**Petunjuk 1**:
Menurut teks tentang sabar dan ibadah, berapa kali Allah swt. menyebut sabar dalam Al-Qur'an?
**Petunjuk 2**:
Tolong lanjutkan teks tentang sabar dan ibadah setelah kalimat terakhirnya.

**Bacaan Tersedia**:
Sabar begitu penting untuk kita miliki. Allah swt. menyebut sabar sebanyak 103
kali dalam Al-Qur’an dengan berbagai konteks. Jiwa sabar harus kita miliki
karena ujian akan selalu mewarnai kehidupan kita,
"Dan sungguh Kami akan berikan ujian padamu
dengan sedikit ketakutan, kelaparan, kekurangan harta, jiwa dan buah-buahan.
Dan berikan kabar gembira orang-orang yang bersabar…" (Q.S. Al-Baqarah 2:155).
Disiplin dalan beribah.
Menurut
bahasa, ibadah berarti tunduk atau merendahkan diri. Pengertian yang lebih luas
dalam ajaran Islam, ibadah berarti tunduk dan merendahkan diri hanya kepada
Allah yang disertai dengan perasaan cinta kepada-Nya. Dari pengertian tersebut
dapat diketahui bahwa disiplin dalam dalam beribah itu mengandung dua hal:
(1)
berpegang teguh apa yang diajarkan Allah dan Rasul-Nya, baik berupa perintah atau larangan,
maupun ajaran yang bersifat menghalalkan, menganjurkan, sunnah, makruh dan
subhat;
(2) sikap
berpegang teguh yang berdasarkan cinta kepada Allah, bukan karena rasa takut atau
terpaksa. Maksud cinta kepada Allah adalah senantiasa taat kepada-Nya.
Sebagaimana Allah berfirman dalam Surat Ali Imran ayat 31:
"Katakanlah: Jika kamu (benar-benar) mencintai
Allah, ikutilah aku, niscaya Allah mengasihi dan mengampuni dosa-dosamu’’.
Allah Maha Pengampun lagi Maha Penyayang" (Ali Imran : 31).
Sebagaimana
telah kita ketahui, ibadah itu dapat digolongkan menjadi dua yaitu:
(1) Ibadah
Mahdah (murni) yaitu
bentuk ibadah yang langsung berhubungan dengan Allah;
(2) Ibadah
Ghaira Mahdah (selain mahdah), yang tidak langsung dipersembahkan kepada Allah
melainkan melalui hubungan kemanusiaan.

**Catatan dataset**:

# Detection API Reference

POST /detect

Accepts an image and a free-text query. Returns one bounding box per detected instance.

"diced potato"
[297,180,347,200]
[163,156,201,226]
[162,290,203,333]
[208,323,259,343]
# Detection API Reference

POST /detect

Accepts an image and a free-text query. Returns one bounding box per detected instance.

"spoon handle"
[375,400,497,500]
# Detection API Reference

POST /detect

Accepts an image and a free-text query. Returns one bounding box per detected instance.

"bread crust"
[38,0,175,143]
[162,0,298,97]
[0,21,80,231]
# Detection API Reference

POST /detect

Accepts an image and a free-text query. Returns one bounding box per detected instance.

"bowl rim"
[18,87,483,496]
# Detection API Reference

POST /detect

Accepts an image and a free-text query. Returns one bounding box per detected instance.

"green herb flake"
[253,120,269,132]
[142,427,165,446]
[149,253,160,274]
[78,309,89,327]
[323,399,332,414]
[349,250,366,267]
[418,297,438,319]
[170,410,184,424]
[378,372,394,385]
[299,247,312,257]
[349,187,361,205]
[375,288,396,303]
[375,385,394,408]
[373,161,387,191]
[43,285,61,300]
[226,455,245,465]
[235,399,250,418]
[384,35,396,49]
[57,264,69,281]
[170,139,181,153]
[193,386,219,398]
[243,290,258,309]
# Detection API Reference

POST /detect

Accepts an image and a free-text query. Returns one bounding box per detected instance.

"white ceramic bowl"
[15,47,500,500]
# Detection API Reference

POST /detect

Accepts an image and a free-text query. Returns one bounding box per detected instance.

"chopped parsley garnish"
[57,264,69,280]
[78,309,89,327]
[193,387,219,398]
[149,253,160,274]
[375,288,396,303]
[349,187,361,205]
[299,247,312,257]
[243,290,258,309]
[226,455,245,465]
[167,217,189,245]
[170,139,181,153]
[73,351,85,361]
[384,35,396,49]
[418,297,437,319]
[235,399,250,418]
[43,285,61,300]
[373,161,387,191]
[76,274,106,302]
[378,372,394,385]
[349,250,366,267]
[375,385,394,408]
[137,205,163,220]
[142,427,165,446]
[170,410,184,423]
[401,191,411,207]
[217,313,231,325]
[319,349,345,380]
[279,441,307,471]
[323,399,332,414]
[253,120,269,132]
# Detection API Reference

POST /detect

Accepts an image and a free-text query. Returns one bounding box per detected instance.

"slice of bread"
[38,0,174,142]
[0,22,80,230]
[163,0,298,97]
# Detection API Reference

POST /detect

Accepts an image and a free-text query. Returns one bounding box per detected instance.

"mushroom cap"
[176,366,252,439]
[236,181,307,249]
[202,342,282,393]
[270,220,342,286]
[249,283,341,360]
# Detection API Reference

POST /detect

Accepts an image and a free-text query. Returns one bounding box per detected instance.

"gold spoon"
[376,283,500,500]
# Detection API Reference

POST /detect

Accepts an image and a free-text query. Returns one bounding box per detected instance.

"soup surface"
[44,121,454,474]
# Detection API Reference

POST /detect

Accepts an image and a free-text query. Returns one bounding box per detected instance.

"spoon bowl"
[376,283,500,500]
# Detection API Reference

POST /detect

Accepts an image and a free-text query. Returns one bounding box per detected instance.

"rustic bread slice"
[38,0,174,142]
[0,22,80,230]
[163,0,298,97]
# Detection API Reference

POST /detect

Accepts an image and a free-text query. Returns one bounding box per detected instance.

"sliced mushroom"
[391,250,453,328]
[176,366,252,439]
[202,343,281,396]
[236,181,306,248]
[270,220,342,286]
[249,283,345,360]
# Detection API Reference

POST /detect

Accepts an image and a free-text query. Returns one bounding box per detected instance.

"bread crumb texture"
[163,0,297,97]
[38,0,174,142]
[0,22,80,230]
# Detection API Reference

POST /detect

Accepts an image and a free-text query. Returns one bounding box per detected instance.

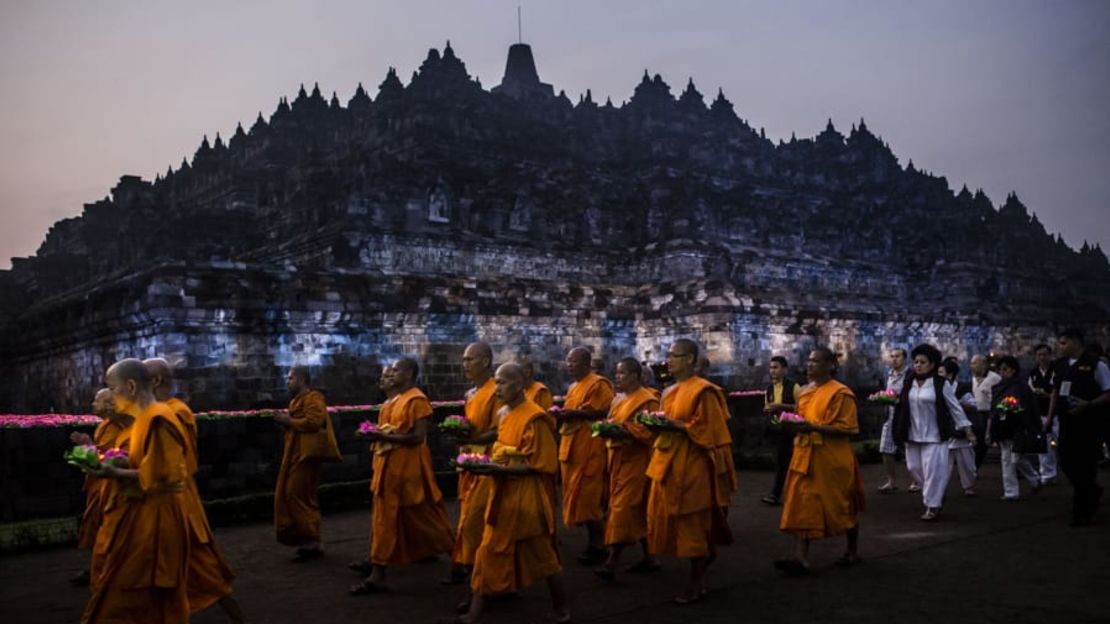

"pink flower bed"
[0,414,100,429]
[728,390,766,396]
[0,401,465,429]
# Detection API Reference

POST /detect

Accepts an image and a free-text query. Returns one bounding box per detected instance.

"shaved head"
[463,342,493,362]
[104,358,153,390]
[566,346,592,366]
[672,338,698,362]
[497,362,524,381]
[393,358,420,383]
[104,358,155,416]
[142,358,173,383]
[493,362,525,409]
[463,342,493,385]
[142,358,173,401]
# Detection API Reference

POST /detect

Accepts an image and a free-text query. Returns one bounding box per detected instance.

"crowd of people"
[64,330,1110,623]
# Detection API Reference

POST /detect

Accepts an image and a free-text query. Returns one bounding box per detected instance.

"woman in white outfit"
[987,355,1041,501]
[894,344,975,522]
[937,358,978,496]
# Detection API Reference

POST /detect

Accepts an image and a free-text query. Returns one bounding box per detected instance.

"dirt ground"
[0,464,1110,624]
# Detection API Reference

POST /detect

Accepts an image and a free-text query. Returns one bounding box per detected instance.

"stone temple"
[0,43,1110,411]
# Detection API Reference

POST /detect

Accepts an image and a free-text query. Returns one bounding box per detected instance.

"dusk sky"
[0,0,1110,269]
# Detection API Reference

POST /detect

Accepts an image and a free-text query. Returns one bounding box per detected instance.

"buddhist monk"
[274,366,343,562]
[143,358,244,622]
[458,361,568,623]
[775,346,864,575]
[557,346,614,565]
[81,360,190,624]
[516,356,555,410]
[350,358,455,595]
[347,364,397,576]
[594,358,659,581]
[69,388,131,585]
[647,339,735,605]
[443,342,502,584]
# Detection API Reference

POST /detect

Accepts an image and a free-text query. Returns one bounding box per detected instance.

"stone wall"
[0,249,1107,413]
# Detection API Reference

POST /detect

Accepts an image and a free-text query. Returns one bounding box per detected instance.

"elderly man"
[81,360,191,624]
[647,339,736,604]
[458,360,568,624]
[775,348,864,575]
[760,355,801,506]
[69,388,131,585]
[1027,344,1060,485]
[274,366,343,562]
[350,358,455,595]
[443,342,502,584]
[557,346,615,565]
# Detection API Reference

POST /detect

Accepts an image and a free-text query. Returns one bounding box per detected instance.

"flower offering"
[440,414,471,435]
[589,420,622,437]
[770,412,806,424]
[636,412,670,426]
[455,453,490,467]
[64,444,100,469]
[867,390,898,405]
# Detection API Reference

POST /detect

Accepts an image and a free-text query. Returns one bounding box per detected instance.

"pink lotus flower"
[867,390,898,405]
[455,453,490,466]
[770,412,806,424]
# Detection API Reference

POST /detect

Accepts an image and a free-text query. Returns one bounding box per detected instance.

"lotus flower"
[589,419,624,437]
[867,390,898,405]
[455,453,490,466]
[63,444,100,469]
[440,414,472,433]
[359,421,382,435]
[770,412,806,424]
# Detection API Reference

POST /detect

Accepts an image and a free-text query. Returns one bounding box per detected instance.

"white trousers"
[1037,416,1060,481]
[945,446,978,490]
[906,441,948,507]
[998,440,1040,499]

...

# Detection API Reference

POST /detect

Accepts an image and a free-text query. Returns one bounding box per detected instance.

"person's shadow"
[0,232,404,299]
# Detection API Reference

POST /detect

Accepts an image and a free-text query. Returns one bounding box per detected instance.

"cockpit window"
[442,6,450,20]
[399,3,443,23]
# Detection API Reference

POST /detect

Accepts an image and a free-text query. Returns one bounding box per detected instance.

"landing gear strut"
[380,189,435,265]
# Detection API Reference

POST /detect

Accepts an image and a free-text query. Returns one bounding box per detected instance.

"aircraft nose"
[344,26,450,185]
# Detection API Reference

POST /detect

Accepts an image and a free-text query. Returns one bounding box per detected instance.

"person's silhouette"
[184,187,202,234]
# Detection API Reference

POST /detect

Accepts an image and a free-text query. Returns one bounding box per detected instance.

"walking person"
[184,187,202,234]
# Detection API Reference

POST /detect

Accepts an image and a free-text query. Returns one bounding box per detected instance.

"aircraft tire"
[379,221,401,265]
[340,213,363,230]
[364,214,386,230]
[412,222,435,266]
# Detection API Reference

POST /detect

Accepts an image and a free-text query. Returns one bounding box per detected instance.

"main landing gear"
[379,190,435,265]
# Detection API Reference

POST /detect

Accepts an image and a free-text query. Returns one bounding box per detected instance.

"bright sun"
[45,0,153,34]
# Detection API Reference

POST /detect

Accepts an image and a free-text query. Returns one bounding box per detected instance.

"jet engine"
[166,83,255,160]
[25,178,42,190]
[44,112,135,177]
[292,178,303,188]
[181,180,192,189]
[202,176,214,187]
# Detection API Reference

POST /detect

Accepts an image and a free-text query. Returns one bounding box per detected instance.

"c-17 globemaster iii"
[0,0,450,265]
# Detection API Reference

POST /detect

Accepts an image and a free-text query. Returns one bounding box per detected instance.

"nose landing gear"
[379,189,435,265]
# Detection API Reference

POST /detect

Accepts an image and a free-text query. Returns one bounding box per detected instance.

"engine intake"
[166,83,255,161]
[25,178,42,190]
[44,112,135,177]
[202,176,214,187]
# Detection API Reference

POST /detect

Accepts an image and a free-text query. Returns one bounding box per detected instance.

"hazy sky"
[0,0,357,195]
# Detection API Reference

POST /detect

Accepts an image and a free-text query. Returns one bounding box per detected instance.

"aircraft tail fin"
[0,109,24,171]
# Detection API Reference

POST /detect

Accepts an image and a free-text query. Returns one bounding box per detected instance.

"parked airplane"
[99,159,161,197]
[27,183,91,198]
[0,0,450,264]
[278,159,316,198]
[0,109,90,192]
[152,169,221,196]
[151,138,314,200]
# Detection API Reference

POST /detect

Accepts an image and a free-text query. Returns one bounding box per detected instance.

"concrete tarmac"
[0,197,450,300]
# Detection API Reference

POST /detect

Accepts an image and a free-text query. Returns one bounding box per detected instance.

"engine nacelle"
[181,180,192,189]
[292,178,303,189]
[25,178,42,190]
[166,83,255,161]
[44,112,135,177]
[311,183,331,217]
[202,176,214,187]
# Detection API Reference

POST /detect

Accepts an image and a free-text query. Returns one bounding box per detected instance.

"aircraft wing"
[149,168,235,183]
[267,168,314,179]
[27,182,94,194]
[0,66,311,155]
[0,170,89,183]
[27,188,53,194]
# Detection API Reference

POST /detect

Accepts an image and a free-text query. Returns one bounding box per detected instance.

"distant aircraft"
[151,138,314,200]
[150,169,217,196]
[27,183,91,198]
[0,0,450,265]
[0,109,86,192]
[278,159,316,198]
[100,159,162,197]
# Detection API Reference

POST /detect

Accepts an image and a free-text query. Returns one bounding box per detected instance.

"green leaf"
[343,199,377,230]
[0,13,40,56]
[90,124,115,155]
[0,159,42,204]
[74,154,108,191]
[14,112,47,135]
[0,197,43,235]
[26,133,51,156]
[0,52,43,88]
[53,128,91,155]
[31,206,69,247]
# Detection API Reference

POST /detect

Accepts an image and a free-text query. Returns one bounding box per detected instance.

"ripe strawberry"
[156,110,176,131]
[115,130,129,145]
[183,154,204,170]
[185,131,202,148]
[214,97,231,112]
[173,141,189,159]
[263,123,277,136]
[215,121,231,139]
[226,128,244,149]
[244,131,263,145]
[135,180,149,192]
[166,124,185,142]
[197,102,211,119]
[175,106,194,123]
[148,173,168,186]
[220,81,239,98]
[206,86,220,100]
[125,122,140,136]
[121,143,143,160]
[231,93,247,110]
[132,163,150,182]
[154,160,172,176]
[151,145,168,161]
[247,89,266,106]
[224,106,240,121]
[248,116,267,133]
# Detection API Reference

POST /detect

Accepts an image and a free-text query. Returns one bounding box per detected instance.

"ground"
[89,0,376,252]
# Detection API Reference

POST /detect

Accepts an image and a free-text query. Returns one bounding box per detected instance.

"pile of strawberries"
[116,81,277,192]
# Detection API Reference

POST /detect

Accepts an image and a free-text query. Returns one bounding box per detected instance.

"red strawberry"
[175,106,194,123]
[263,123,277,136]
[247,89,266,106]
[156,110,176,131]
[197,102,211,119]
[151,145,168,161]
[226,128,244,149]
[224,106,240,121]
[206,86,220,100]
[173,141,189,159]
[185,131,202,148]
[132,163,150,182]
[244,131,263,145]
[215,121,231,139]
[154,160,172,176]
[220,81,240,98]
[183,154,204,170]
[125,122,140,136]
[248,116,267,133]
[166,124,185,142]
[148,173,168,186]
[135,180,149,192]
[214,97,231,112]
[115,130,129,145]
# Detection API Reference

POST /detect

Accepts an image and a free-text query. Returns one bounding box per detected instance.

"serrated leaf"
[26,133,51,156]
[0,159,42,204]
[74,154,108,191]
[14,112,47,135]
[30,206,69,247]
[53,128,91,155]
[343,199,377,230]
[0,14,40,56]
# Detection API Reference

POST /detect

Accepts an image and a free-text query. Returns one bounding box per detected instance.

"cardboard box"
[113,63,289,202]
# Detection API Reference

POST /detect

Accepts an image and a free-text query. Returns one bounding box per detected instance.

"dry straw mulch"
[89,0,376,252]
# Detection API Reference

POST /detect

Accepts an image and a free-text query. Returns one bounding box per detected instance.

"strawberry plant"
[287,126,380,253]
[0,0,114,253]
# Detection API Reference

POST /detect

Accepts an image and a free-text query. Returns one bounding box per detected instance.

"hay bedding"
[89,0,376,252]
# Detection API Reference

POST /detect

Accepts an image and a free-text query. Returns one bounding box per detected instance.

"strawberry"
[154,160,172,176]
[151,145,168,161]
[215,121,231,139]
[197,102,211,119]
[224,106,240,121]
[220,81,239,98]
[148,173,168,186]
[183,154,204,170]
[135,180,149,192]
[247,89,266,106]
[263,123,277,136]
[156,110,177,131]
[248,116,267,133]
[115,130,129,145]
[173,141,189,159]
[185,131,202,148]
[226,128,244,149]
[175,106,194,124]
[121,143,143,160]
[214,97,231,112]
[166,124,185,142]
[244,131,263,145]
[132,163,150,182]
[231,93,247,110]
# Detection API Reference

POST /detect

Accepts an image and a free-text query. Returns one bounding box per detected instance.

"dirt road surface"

**Hasil Latihan 1**:
Sebanyak 103 kali.

**Hasil Latihan 2**:
Dalam ibadah
mahdah (disebut juga ibadah khusus) aturan-aturannya tidak boleh semaunya akan
tetapi harus mengikuti aturan yang sudah ditetapkan oleh Allah dan Rasul-Nya.
Orang yang mengada-ada aturan baru misalnya, shalat subuh 3 raka’at atau puasa
40 hari terus-menerus tanpa berbuka, adalah orang yang tidak disiplin dalam
ibadah, karena tidak mematuhi aturan yang telah ditetapkan oleh Allah dan
Rasul-Nya, ia termasuk orang yang berbuat bid’ah dan tergolong sebagai orang
yang sesat.
Dalam ibadah
Ghaira mahdah (disebut juga ibadah umum) orang dapat menentukan aturannya yang
terbaik, kecuali yang jelas dilarang oleh Allah. Tentu saja suatu perbuatan
dicatat sebagai ibadah kalau niatnya ikhlas semata-mata karena Allah, bukan
karena riya ingin mendapatkan pujian orang lain.
Disiplin dalam
bermasyarakat.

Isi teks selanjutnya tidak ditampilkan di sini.